> TASK DIRECTIONS: Leave out the pictures and transcribe everything else exactly.

== DATA FOR THE TASK

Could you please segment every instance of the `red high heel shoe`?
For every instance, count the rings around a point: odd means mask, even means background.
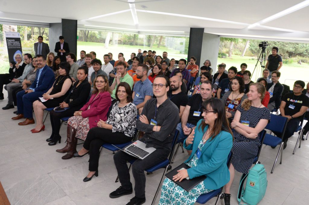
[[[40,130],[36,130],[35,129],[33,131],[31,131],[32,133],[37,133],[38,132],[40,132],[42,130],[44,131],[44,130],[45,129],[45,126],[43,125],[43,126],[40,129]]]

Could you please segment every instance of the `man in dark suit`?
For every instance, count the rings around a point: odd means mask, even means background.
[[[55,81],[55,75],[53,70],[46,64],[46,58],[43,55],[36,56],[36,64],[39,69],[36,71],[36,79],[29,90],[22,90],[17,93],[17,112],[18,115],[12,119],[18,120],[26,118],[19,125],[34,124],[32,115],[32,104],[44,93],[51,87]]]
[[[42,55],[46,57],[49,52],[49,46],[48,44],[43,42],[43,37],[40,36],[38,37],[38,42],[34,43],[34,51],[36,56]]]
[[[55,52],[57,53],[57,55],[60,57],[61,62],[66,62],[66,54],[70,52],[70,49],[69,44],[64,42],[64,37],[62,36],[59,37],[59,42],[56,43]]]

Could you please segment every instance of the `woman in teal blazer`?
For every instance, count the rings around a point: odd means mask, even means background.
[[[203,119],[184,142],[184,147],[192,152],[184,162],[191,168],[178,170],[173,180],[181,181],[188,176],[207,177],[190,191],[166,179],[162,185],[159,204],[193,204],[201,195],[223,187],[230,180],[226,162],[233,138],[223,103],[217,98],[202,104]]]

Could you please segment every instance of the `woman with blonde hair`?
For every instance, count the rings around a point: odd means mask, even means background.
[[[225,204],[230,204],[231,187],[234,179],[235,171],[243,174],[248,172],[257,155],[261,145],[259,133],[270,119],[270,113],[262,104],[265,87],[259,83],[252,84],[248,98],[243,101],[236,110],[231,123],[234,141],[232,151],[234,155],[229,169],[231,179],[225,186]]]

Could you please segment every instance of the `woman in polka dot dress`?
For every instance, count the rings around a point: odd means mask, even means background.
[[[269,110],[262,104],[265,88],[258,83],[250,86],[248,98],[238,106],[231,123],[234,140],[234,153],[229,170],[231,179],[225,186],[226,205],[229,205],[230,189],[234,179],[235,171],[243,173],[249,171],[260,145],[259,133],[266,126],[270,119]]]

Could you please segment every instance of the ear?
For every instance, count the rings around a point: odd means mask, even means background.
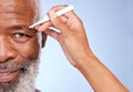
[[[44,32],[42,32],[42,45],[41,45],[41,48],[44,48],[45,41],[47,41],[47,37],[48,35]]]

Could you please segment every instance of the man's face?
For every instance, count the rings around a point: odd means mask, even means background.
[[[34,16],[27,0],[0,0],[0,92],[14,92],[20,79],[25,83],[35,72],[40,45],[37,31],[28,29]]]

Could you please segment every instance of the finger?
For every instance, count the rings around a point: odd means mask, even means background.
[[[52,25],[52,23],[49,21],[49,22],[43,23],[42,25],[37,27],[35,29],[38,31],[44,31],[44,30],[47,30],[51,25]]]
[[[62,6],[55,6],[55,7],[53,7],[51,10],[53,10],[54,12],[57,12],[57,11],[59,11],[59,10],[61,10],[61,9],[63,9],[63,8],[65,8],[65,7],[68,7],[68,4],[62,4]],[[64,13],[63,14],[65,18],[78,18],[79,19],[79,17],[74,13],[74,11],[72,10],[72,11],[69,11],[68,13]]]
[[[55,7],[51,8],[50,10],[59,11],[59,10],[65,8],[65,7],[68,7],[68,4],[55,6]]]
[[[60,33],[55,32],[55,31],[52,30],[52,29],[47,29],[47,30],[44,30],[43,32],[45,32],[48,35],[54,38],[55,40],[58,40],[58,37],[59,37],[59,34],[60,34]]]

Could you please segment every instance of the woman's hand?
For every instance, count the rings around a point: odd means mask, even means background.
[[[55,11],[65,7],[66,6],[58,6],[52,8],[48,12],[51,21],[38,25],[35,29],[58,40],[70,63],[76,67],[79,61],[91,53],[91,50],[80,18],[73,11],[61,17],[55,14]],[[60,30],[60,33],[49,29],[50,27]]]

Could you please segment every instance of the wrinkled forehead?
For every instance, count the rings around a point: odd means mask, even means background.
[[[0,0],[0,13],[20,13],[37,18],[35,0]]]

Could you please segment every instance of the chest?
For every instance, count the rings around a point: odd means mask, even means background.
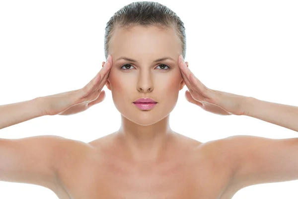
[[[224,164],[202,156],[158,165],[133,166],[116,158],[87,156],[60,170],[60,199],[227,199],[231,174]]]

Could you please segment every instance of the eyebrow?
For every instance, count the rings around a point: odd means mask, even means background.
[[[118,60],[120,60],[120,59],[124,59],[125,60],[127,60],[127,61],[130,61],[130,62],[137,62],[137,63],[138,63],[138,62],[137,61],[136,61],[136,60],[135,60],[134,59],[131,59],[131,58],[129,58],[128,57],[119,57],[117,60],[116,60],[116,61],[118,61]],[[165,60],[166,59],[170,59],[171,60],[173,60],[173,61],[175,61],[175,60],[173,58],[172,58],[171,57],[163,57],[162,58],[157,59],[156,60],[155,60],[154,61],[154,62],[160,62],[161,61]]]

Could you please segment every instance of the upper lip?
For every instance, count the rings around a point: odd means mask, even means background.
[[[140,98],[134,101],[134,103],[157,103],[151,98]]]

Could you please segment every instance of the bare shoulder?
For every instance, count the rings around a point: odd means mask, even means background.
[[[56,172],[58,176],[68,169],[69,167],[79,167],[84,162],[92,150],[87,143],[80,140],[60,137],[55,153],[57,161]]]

====

> RESULT BELOW:
Could you please segment every instance of the `red high heel shoe`?
For every instance, count the rings around a point: odd means mask, even means background.
[[[40,130],[36,130],[35,129],[33,131],[31,131],[32,133],[37,133],[38,132],[40,132],[42,130],[44,131],[44,130],[45,129],[45,126],[43,125],[43,126],[40,129]]]

Could you please segment every instance of the `man in dark suit`?
For every instance, count the rings around a point: odd means mask, even means background.
[[[55,81],[55,75],[53,70],[46,64],[46,58],[43,55],[36,56],[36,64],[39,69],[36,71],[36,79],[29,90],[22,90],[17,93],[17,112],[18,115],[12,119],[18,120],[26,118],[19,125],[34,124],[32,115],[32,104],[44,93],[51,87]]]
[[[42,55],[46,57],[49,52],[49,46],[48,44],[43,42],[43,37],[40,36],[38,37],[38,42],[34,43],[34,51],[36,56]]]
[[[55,52],[57,53],[57,55],[60,57],[61,62],[66,62],[66,54],[70,52],[70,49],[69,44],[64,42],[64,37],[62,36],[59,37],[59,42],[56,43]]]

Could you please segment every instance of the `woman in teal blazer`?
For every instance, count the rings around a point: odd means mask, even means background.
[[[203,119],[184,142],[184,147],[192,152],[184,162],[191,168],[178,170],[173,180],[181,181],[188,176],[207,177],[190,191],[166,179],[162,185],[159,204],[193,204],[201,195],[223,187],[230,180],[226,162],[233,138],[223,103],[217,98],[202,104]]]

Could you please segment every instance of the `woman with blonde hair`?
For every instance, count the rings around a point: odd means mask, even means background.
[[[225,204],[230,204],[231,187],[234,179],[235,171],[243,174],[248,172],[257,155],[261,145],[259,133],[270,119],[270,113],[262,104],[265,87],[259,83],[252,84],[248,98],[243,101],[236,110],[231,123],[234,141],[232,151],[234,155],[229,169],[231,179],[225,186]]]

Could you please segment every instance of the `woman in polka dot dress`?
For every instance, count the rings around a point: odd means mask, even means background.
[[[269,110],[262,104],[265,88],[258,83],[250,86],[248,98],[238,106],[231,123],[234,140],[234,153],[229,170],[231,179],[225,186],[226,205],[229,205],[230,189],[234,179],[235,171],[243,173],[249,171],[260,145],[259,133],[266,126],[270,119]]]

Could you please segment every instance of the ear?
For every instance, count the rings around a point: odd means mask, even means background.
[[[44,32],[42,32],[42,45],[41,45],[41,48],[44,48],[45,41],[47,41],[47,37],[48,35]]]

Could you please segment every instance of the man's face?
For every instance, count the rings around a point: odd means mask, even means background.
[[[34,16],[27,0],[0,0],[0,92],[14,92],[20,79],[25,83],[35,72],[40,45],[37,31],[28,29]]]

Could you please segment every instance of the finger?
For every instance, count the rings around a point: odd means mask, even means background.
[[[52,25],[52,23],[49,21],[49,22],[43,23],[42,25],[37,27],[35,29],[38,31],[44,31],[44,30],[47,30],[51,25]]]
[[[62,6],[55,6],[55,7],[53,7],[51,10],[53,10],[54,12],[57,12],[57,11],[59,11],[59,10],[61,10],[61,9],[63,9],[63,8],[65,8],[65,7],[68,7],[68,4],[62,4]],[[64,13],[63,14],[65,18],[78,18],[79,19],[79,17],[74,13],[74,11],[72,10],[72,11],[69,11],[68,13]]]
[[[55,7],[51,8],[50,10],[59,11],[59,10],[65,8],[65,7],[68,7],[68,4],[55,6]]]
[[[60,33],[55,32],[55,31],[52,30],[52,29],[47,29],[47,30],[44,30],[43,32],[45,32],[48,35],[54,38],[55,40],[58,40],[58,37],[59,37],[59,34],[60,34]]]

Could you please segment every instance of the woman's hand?
For every instance, count the rings around a point: odd means mask, even means background.
[[[55,11],[65,7],[66,6],[58,6],[52,8],[48,12],[51,21],[38,25],[35,29],[58,40],[70,63],[76,67],[79,61],[91,53],[91,50],[80,18],[73,11],[61,17],[55,14]],[[60,30],[60,33],[49,29],[50,27]]]

Could you please segment every instance of the wrinkled forehead?
For every instance, count the rings around a point: odd means mask, even means background.
[[[0,0],[0,13],[20,13],[37,18],[35,0]]]

Could you please segment every instance of the chest?
For every instance, count the rings around a point: odd means mask, even means background.
[[[224,164],[202,156],[158,165],[133,166],[116,158],[87,156],[60,170],[60,199],[227,199],[231,174]]]

Could you please segment every instance of the eyebrow?
For every instance, count the rings around a point: odd means mask, even means background.
[[[118,60],[120,60],[120,59],[124,59],[125,60],[127,60],[127,61],[130,61],[130,62],[137,62],[137,63],[138,63],[138,62],[137,61],[136,61],[136,60],[135,60],[134,59],[131,59],[131,58],[129,58],[128,57],[119,57],[117,60],[116,60],[116,61],[118,61]],[[165,60],[166,59],[170,59],[171,60],[173,60],[173,61],[175,61],[175,60],[173,58],[172,58],[171,57],[163,57],[162,58],[157,59],[156,60],[155,60],[154,61],[154,62],[160,62],[161,61]]]

Could you please segment every instance of the upper lip?
For every instance, count the rings around a point: odd means mask, even means background.
[[[140,98],[134,101],[134,103],[157,103],[151,98]]]

Could you please segment every instance of the bare shoulder?
For every instance, count the rings around a point: odd means mask, even means background.
[[[56,172],[58,176],[68,169],[69,167],[79,167],[84,162],[92,150],[87,143],[80,140],[60,137],[55,153],[57,161]]]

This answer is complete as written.